-- DIRECTIONS FOR THIS TASK --
Transcribe, word for word and without additions, each line below from the one containing "trace: sliced lemon" through the one containing "107 115 L 154", both ends included.

RECORDS FOR THE TASK START

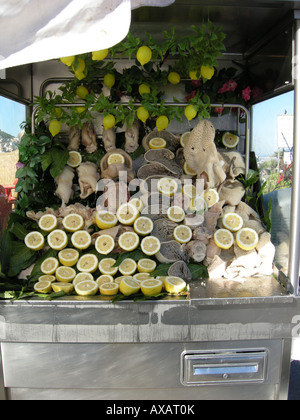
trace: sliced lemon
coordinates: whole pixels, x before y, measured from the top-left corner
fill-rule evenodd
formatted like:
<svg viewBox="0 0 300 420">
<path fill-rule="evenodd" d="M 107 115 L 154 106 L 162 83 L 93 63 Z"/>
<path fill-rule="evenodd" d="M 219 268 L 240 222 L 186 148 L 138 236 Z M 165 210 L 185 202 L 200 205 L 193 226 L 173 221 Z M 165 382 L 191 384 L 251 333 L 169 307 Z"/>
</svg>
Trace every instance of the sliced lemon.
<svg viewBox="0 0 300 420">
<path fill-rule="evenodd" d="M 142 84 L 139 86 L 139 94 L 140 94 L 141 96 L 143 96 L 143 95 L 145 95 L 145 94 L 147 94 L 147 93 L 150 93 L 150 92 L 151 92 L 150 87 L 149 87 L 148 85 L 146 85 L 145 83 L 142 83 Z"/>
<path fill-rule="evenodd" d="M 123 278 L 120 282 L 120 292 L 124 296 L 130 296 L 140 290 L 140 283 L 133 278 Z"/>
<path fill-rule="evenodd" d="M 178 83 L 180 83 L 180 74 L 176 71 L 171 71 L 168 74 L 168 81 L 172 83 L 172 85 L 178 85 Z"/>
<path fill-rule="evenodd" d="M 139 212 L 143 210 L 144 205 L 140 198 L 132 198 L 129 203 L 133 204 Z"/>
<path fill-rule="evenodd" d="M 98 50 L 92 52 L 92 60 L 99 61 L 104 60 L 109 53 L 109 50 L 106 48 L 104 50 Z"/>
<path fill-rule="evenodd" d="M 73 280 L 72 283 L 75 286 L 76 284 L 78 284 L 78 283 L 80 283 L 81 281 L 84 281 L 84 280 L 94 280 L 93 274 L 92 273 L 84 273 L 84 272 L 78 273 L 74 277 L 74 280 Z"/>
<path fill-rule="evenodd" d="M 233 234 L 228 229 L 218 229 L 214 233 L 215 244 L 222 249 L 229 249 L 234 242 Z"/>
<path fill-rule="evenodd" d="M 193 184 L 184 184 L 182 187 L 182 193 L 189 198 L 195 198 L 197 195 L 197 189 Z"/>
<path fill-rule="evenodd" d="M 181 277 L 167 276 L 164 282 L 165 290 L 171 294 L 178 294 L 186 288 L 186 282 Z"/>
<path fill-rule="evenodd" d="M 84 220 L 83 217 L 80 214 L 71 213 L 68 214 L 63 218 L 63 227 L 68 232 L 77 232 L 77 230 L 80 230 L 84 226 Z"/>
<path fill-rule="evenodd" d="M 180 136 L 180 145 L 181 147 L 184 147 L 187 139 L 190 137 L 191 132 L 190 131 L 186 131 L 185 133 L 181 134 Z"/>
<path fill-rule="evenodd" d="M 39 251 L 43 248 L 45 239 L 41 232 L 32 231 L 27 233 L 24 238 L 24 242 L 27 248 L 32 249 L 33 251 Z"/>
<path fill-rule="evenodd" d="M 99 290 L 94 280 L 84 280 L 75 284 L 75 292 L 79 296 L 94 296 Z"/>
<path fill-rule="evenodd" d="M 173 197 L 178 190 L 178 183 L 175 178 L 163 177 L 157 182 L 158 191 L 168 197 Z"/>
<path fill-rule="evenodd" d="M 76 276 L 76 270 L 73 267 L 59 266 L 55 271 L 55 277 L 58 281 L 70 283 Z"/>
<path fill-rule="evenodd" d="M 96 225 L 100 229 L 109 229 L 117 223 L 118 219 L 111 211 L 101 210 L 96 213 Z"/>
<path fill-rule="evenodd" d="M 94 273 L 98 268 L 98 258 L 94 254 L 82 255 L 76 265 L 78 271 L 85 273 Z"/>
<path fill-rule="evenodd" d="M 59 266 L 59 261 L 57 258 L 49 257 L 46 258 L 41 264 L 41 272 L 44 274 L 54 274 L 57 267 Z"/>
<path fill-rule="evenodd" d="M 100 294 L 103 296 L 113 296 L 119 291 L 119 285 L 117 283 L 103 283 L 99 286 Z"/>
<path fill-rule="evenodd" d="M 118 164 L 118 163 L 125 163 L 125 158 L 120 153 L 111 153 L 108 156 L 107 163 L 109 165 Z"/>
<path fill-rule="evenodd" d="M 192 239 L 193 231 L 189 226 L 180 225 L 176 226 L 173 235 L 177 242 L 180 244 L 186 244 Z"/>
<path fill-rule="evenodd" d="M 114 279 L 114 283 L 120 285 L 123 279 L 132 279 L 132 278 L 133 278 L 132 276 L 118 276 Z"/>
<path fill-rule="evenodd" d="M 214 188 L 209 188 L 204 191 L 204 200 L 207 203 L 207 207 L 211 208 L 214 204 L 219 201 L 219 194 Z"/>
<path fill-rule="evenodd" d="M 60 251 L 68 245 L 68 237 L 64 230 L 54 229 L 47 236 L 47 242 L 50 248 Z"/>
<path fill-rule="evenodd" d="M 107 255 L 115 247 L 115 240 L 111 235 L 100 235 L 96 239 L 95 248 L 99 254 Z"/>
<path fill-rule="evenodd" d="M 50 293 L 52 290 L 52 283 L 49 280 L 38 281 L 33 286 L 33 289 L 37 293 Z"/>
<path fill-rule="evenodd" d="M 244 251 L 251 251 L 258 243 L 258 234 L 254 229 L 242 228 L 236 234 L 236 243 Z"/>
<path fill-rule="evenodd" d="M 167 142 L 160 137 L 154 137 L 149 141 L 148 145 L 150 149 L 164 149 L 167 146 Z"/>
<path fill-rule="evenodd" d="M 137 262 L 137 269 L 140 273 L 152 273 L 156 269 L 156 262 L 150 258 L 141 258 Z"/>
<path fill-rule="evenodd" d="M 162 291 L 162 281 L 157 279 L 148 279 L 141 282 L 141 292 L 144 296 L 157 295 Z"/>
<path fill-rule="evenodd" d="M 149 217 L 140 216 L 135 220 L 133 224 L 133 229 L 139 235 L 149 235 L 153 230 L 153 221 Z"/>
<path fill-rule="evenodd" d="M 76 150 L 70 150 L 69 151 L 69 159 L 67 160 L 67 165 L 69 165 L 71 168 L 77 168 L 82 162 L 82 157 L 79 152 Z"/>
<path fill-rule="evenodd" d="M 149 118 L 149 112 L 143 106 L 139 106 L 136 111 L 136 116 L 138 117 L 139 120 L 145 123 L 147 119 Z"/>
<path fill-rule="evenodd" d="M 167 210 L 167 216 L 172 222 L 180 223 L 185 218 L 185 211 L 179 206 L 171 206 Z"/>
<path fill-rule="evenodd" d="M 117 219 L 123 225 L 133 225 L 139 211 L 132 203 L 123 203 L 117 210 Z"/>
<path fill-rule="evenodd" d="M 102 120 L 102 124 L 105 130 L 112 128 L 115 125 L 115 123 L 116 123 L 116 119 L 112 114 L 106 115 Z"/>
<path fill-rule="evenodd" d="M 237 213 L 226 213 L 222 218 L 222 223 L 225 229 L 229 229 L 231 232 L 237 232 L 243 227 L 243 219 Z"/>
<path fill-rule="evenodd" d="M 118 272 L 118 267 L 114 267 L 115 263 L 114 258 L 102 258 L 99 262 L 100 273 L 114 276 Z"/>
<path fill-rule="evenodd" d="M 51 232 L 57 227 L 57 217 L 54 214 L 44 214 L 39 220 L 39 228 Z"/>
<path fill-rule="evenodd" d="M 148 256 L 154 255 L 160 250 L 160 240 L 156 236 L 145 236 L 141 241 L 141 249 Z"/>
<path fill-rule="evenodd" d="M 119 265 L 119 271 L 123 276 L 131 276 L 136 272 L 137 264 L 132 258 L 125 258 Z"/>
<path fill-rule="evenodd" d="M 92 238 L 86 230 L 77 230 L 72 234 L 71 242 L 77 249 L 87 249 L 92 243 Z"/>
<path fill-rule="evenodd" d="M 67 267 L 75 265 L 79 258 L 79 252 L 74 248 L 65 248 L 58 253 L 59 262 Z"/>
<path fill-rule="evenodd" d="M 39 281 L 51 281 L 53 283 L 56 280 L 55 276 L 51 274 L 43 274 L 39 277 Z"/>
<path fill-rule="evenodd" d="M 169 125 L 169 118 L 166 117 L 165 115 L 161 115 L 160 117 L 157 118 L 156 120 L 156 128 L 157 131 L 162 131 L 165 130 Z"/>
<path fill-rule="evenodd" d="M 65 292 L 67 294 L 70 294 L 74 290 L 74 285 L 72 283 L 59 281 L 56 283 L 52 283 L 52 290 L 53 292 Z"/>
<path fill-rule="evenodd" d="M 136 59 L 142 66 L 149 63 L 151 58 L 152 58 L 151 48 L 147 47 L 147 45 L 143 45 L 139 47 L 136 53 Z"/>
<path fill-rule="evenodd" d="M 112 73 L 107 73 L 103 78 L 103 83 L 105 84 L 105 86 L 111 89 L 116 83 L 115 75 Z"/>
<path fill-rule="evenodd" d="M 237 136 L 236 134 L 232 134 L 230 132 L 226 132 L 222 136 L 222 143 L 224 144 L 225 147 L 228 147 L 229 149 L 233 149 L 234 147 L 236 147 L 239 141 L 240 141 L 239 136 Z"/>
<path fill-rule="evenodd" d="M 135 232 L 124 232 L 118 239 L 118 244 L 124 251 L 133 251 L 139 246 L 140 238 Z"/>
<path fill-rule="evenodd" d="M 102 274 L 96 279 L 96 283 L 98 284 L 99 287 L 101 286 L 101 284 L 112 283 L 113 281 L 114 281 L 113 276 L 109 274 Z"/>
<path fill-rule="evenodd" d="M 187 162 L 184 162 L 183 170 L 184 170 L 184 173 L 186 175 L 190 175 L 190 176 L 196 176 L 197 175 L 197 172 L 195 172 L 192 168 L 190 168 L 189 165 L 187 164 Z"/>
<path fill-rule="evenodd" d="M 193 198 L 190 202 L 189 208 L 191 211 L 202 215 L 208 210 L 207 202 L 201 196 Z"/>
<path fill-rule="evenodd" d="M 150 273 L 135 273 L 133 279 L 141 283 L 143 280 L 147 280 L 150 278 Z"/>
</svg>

RECORDS FOR THE TASK END
RECORDS FOR THE TASK START

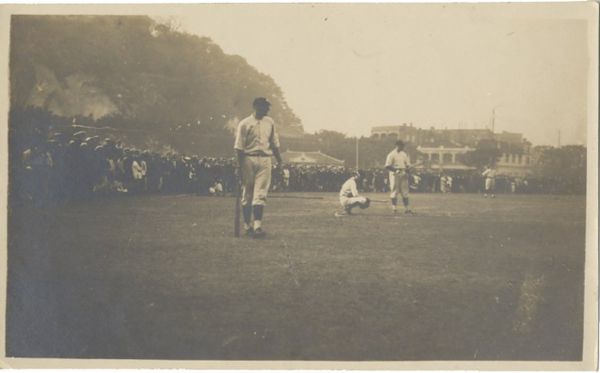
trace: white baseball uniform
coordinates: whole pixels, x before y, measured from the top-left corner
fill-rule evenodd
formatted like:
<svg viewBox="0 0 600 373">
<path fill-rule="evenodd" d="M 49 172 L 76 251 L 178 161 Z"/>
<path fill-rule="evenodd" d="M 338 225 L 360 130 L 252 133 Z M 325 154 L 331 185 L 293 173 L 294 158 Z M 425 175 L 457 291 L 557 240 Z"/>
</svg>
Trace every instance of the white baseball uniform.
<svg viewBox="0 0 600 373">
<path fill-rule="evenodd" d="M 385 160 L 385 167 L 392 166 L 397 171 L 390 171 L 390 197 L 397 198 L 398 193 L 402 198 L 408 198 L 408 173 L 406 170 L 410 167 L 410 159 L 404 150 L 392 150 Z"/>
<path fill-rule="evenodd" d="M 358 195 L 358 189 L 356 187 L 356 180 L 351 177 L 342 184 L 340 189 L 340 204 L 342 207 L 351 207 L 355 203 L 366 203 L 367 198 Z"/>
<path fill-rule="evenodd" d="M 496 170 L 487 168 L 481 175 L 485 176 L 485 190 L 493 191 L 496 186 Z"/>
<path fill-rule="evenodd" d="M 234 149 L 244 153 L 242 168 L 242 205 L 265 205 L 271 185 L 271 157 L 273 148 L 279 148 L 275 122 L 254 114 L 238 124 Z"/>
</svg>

RECORDS FOR THE TASK END
RECORDS FOR THE TASK START

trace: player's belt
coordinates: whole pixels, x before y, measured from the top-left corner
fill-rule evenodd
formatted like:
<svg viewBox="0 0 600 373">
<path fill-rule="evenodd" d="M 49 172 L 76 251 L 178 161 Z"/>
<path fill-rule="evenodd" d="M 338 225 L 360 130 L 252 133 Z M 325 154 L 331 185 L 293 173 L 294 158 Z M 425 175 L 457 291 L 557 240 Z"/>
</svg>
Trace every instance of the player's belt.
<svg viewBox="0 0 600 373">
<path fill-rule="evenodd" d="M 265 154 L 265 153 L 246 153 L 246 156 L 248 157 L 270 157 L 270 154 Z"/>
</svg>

RECORDS FOR THE TASK END

-- RESULT OF THIS TASK --
trace: sliced lemon
coordinates: whole pixels, x before y, measured from the top-left corner
fill-rule evenodd
formatted like:
<svg viewBox="0 0 300 420">
<path fill-rule="evenodd" d="M 107 115 L 154 106 L 162 83 L 93 63 Z"/>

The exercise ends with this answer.